## Exercise objective
Rewrite the lines from the line with "the trailer gooseneck" up to and including the last line, swapping "a dot" for "a marker" and leaving everything else unchanged.
— Begin Provided data —
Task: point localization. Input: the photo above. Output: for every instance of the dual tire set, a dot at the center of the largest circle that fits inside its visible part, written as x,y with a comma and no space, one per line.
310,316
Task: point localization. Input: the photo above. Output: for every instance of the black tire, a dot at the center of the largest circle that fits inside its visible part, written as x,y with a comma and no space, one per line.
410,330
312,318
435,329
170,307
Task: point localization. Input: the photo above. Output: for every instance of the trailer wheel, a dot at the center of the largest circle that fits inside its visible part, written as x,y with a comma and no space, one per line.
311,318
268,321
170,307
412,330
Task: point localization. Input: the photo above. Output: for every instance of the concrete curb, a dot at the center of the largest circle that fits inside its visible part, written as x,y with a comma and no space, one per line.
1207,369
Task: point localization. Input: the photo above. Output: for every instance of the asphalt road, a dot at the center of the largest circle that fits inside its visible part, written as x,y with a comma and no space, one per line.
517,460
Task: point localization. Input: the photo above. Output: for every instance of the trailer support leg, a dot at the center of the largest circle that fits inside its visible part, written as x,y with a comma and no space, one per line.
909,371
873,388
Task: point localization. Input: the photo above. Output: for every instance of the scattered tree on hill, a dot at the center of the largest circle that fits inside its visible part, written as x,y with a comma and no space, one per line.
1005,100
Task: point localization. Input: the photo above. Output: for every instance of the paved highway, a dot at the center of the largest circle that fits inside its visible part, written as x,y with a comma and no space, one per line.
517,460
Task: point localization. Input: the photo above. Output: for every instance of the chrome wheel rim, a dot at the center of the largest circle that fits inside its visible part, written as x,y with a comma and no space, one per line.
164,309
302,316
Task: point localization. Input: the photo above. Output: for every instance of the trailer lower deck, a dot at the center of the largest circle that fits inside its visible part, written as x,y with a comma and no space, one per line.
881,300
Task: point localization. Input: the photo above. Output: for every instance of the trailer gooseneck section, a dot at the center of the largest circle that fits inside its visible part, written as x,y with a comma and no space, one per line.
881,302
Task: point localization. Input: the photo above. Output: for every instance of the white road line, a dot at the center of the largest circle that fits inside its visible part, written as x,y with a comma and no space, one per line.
— End Provided data —
## The response
Task: point localization. Input: the photo above. Output: for every instance of the trailer gooseneck section, a marker at the center of the largest circle that fits inside its visible part, written as x,y with a comma and no space, one per line.
881,302
Task: point localization. Input: the photo above. Output: for every instance of the white road line, a marker at the center of the largest circle that fits inside its visible part, written as x,y with a comma and no space, one per line.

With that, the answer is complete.